— start of DATASET —
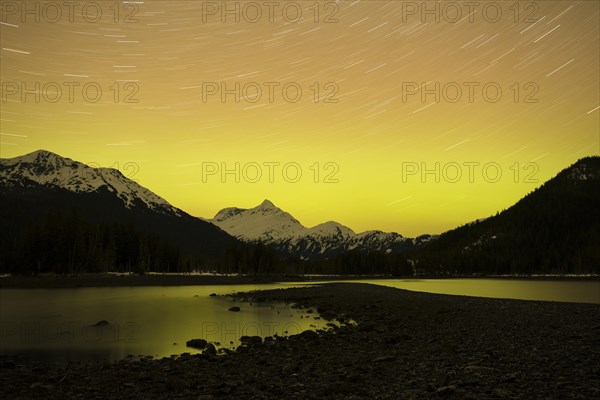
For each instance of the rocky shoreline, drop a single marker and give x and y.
(406, 345)
(119, 280)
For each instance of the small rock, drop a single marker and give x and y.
(252, 340)
(196, 343)
(210, 349)
(446, 389)
(384, 358)
(41, 385)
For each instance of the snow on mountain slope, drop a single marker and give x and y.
(265, 222)
(49, 169)
(273, 226)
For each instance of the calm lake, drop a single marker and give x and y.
(58, 325)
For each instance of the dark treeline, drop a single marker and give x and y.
(66, 243)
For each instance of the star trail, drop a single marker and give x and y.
(397, 115)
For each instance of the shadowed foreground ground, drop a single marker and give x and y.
(407, 345)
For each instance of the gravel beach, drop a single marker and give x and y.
(405, 345)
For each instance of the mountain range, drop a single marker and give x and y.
(61, 215)
(42, 189)
(276, 228)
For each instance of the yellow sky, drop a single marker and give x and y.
(357, 121)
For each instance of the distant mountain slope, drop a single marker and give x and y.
(555, 229)
(276, 228)
(43, 185)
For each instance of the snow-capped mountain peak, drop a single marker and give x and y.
(49, 169)
(271, 225)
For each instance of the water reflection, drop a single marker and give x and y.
(59, 325)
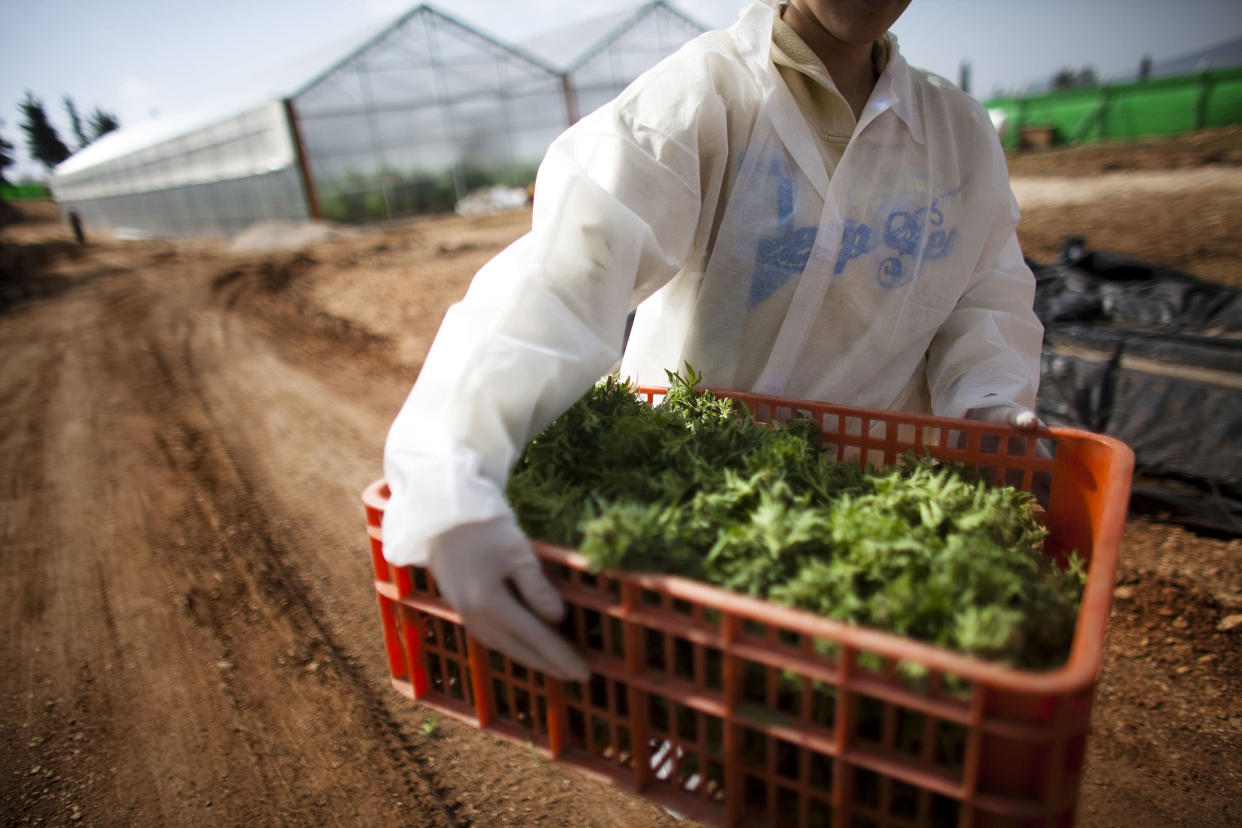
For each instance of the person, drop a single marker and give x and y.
(76, 226)
(791, 209)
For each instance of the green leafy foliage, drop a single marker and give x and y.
(694, 487)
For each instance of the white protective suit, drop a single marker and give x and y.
(699, 198)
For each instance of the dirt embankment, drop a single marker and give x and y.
(190, 628)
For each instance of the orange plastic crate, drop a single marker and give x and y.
(734, 711)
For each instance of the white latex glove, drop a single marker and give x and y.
(1007, 415)
(472, 564)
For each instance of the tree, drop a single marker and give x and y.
(76, 122)
(41, 139)
(6, 159)
(1067, 77)
(102, 123)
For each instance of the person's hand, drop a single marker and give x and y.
(1007, 415)
(472, 564)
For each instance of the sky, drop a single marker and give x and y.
(144, 58)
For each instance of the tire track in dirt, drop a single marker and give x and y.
(226, 497)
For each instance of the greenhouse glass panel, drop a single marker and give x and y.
(432, 109)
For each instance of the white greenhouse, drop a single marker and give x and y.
(411, 119)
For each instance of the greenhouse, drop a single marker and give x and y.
(405, 121)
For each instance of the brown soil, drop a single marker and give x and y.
(191, 634)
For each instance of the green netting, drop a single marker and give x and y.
(1129, 111)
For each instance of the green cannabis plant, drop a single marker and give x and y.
(696, 487)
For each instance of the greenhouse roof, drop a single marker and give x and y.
(1215, 57)
(282, 81)
(593, 34)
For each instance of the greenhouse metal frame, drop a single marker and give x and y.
(406, 122)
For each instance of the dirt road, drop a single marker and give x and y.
(190, 628)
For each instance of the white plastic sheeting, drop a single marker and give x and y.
(394, 121)
(253, 142)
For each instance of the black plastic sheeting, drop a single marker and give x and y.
(1151, 356)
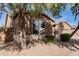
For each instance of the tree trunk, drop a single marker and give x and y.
(75, 31)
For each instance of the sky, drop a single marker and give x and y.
(66, 16)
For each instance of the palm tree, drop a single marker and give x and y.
(75, 12)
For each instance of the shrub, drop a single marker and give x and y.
(65, 37)
(48, 39)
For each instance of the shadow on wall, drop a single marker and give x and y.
(72, 45)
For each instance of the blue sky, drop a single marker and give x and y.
(67, 16)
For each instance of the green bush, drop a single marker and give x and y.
(48, 39)
(65, 37)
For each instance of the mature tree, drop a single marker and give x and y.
(22, 10)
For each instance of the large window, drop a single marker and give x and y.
(38, 27)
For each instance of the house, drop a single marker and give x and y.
(34, 27)
(63, 27)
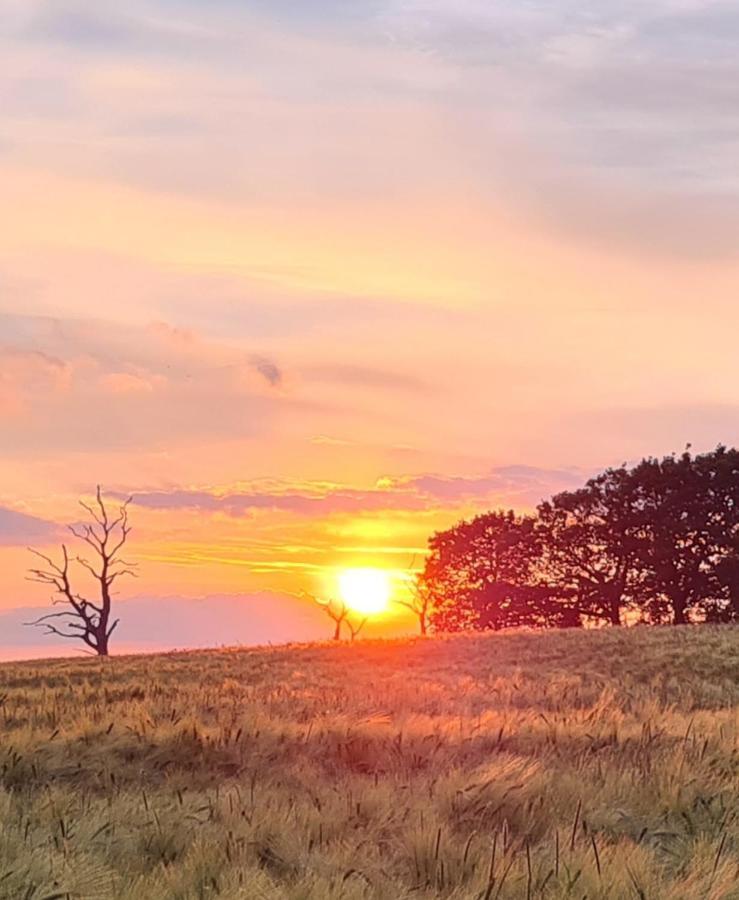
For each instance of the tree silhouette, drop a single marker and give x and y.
(420, 602)
(340, 614)
(590, 542)
(688, 509)
(87, 620)
(483, 573)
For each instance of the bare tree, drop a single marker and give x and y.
(337, 611)
(340, 613)
(355, 627)
(87, 620)
(419, 602)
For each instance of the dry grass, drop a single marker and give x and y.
(582, 765)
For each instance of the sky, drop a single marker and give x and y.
(312, 280)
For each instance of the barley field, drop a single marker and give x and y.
(524, 765)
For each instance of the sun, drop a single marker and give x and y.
(366, 591)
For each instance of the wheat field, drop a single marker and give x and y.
(597, 764)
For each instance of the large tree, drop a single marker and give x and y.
(688, 511)
(590, 540)
(482, 574)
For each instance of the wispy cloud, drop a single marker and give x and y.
(18, 529)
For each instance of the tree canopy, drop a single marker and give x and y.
(655, 542)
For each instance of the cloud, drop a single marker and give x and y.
(364, 377)
(268, 369)
(170, 622)
(517, 486)
(20, 529)
(87, 384)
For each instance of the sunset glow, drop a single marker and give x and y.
(366, 591)
(313, 281)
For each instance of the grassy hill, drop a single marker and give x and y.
(583, 765)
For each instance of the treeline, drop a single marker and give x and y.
(655, 543)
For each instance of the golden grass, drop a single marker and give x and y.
(551, 765)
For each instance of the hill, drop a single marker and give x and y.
(523, 765)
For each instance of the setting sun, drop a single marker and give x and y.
(367, 591)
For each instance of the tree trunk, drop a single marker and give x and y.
(615, 612)
(679, 612)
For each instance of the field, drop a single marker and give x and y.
(583, 765)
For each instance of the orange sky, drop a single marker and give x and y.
(312, 283)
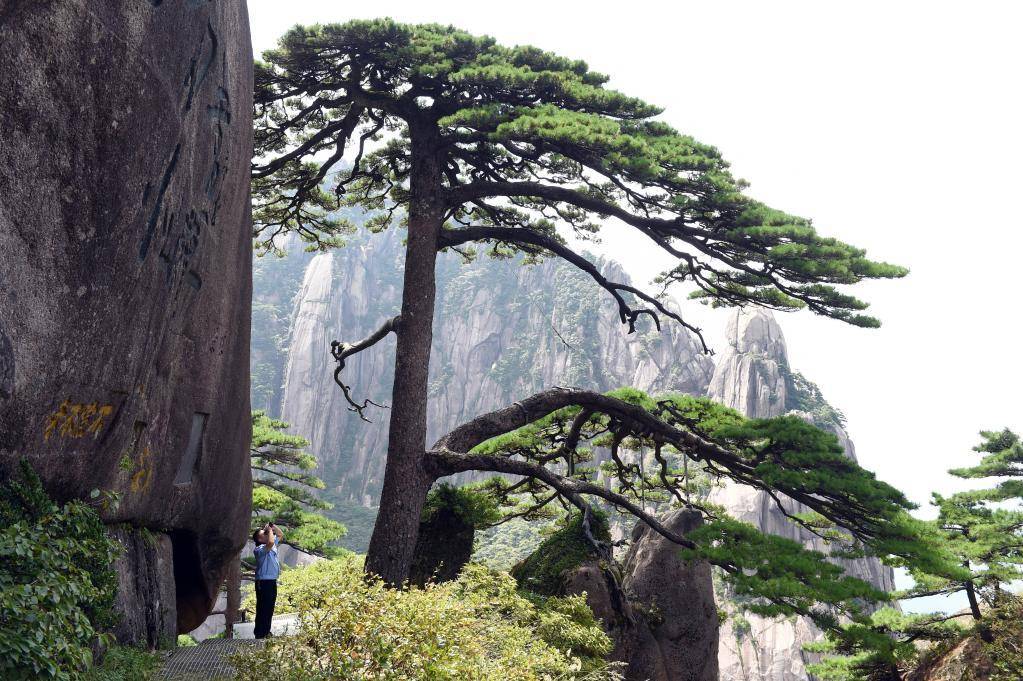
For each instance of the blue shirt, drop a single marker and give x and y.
(267, 566)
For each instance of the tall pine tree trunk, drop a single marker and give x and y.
(405, 480)
(233, 587)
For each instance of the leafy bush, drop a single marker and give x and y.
(125, 664)
(479, 627)
(469, 502)
(56, 585)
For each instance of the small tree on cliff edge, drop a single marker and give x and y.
(475, 142)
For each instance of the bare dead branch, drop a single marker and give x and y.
(342, 351)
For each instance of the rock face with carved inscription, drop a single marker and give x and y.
(125, 279)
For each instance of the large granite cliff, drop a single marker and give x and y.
(125, 275)
(502, 331)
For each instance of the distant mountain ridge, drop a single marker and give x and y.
(504, 330)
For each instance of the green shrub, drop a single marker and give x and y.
(476, 628)
(56, 585)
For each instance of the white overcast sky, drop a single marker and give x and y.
(895, 126)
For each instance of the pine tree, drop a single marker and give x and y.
(283, 488)
(983, 528)
(466, 141)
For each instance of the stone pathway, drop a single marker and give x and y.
(205, 662)
(208, 661)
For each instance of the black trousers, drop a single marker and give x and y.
(266, 598)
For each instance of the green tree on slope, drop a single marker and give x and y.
(283, 488)
(982, 532)
(983, 528)
(472, 142)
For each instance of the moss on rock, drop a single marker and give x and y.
(543, 571)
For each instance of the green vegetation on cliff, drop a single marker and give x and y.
(56, 583)
(477, 628)
(544, 570)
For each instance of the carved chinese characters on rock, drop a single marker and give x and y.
(76, 419)
(177, 234)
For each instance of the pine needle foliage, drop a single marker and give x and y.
(525, 140)
(284, 489)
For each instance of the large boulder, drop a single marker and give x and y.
(676, 597)
(660, 611)
(125, 277)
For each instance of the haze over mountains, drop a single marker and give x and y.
(503, 331)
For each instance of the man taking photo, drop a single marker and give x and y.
(267, 572)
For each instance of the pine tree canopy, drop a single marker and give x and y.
(690, 441)
(504, 144)
(283, 488)
(983, 528)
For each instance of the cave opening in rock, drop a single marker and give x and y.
(189, 584)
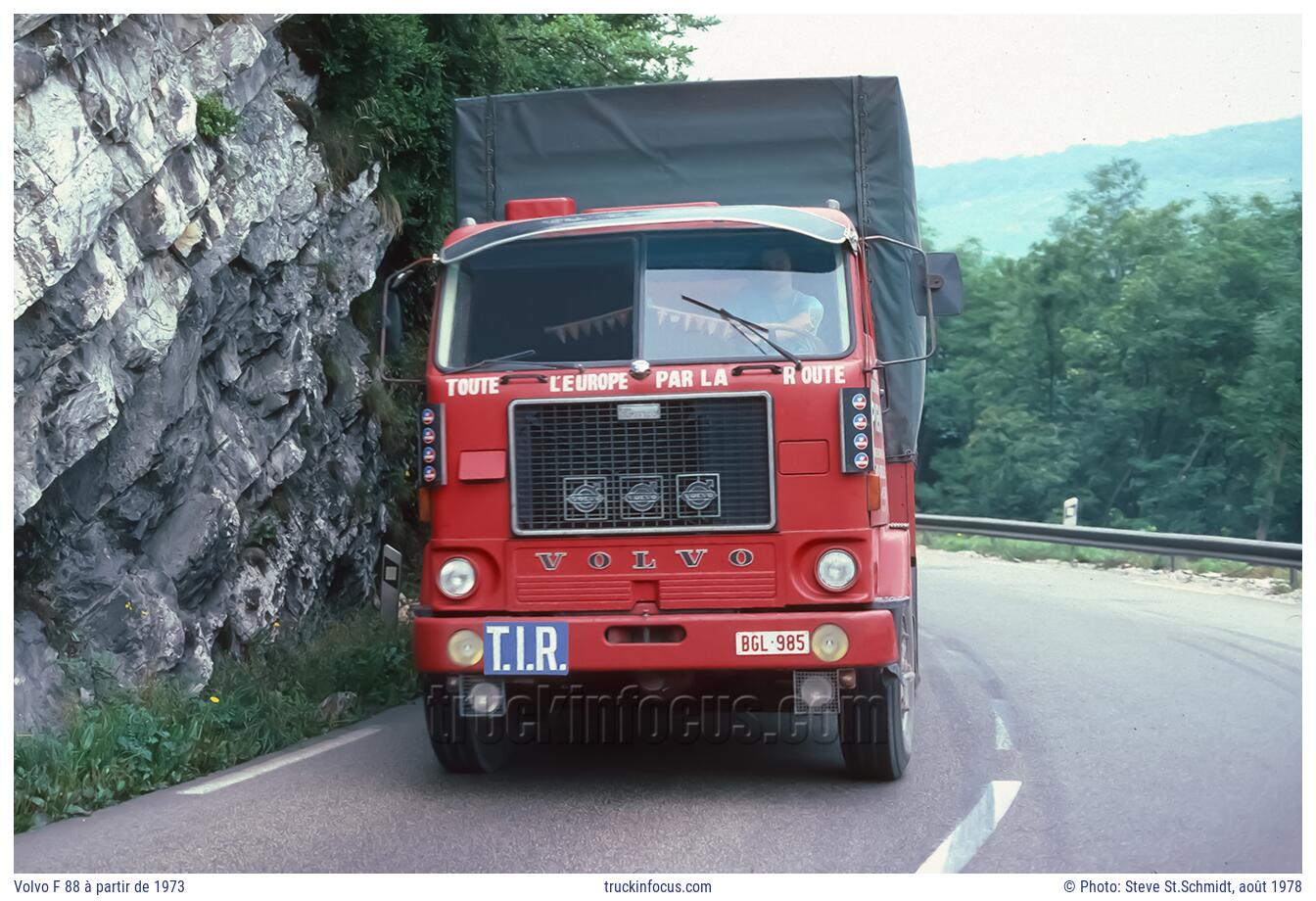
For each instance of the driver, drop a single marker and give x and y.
(773, 302)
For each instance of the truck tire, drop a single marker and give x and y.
(875, 729)
(463, 744)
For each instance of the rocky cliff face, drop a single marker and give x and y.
(192, 455)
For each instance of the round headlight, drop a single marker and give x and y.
(829, 642)
(465, 647)
(457, 578)
(837, 570)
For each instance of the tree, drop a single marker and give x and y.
(1147, 360)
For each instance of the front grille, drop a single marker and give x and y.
(695, 463)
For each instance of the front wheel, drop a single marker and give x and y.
(875, 727)
(463, 744)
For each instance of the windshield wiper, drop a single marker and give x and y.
(760, 332)
(519, 356)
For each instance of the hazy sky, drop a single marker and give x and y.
(1003, 85)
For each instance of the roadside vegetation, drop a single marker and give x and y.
(1012, 548)
(1147, 360)
(122, 742)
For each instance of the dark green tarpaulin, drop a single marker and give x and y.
(795, 142)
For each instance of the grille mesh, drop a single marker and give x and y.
(704, 462)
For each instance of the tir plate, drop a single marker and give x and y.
(525, 648)
(779, 643)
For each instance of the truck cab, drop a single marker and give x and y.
(670, 422)
(655, 460)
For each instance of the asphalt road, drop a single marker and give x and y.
(1136, 724)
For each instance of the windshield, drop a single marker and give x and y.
(615, 299)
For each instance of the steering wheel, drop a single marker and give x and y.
(798, 340)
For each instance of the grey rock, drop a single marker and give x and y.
(37, 678)
(183, 466)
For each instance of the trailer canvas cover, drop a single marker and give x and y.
(794, 142)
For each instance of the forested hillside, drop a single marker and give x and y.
(1009, 204)
(1144, 357)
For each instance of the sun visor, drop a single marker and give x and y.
(788, 142)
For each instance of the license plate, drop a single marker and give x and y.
(750, 643)
(525, 648)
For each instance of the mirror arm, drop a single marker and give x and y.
(390, 283)
(926, 287)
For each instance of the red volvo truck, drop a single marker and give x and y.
(673, 395)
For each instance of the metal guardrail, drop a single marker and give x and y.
(1167, 544)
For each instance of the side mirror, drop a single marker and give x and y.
(948, 288)
(393, 324)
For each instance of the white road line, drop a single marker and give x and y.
(268, 766)
(972, 830)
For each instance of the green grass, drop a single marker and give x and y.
(134, 740)
(1013, 548)
(213, 119)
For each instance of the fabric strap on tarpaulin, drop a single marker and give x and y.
(791, 142)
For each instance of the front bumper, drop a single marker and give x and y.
(710, 642)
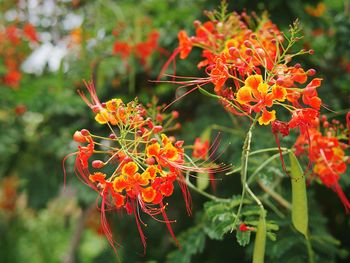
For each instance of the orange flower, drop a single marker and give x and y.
(130, 169)
(185, 44)
(267, 117)
(148, 194)
(153, 150)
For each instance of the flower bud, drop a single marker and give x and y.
(249, 52)
(175, 114)
(311, 72)
(85, 132)
(112, 136)
(78, 137)
(247, 43)
(150, 161)
(157, 128)
(97, 164)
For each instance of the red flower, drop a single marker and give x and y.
(185, 44)
(30, 32)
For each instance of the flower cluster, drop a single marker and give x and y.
(136, 165)
(248, 61)
(326, 151)
(13, 42)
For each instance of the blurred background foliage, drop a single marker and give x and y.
(122, 46)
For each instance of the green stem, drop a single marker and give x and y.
(244, 166)
(279, 199)
(310, 252)
(209, 196)
(132, 75)
(270, 159)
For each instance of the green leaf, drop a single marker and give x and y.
(243, 237)
(260, 240)
(202, 180)
(192, 241)
(299, 198)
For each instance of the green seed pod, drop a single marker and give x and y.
(260, 240)
(299, 198)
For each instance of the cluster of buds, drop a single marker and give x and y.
(136, 165)
(13, 43)
(326, 151)
(248, 60)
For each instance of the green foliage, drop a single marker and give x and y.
(299, 198)
(192, 242)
— end of DATASET —
▸ WHAT TO WORK ON:
Rewrite the rows starting at the line containing "For each instance of the flower bud, drop" and running through the final row, changing "seed pod" to "seed capsule" and leaving everything else unchanged. Return only those lines.

▸ TASK SOLUTION:
For each instance of the flower bud, drop a single marker and give x and y.
(249, 52)
(175, 114)
(311, 72)
(85, 132)
(112, 136)
(78, 137)
(247, 43)
(150, 161)
(157, 128)
(97, 164)
For each instance of the red flower, drop a single marker and give x and y.
(185, 44)
(30, 32)
For each instance of the flower cluster, drop a single marker and give x and y.
(136, 165)
(248, 61)
(326, 151)
(13, 42)
For each instance of the blurred background foliage, drop a single marker and give x and y.
(122, 46)
For each instance of the green stem, drop a single marker and give x and y.
(244, 166)
(279, 199)
(310, 252)
(209, 196)
(132, 75)
(270, 159)
For each instance of the green leaf, drop a single marker and give x and y.
(243, 237)
(260, 240)
(202, 180)
(192, 241)
(299, 198)
For each instance of the green seed capsule, drop a single marker and give x and y.
(260, 240)
(299, 198)
For each instance of the cluster of buds, drop a single marker and give x and y.
(136, 165)
(13, 43)
(326, 151)
(248, 60)
For each instance of the green foliage, drop a single marker and give x and y.
(299, 198)
(192, 242)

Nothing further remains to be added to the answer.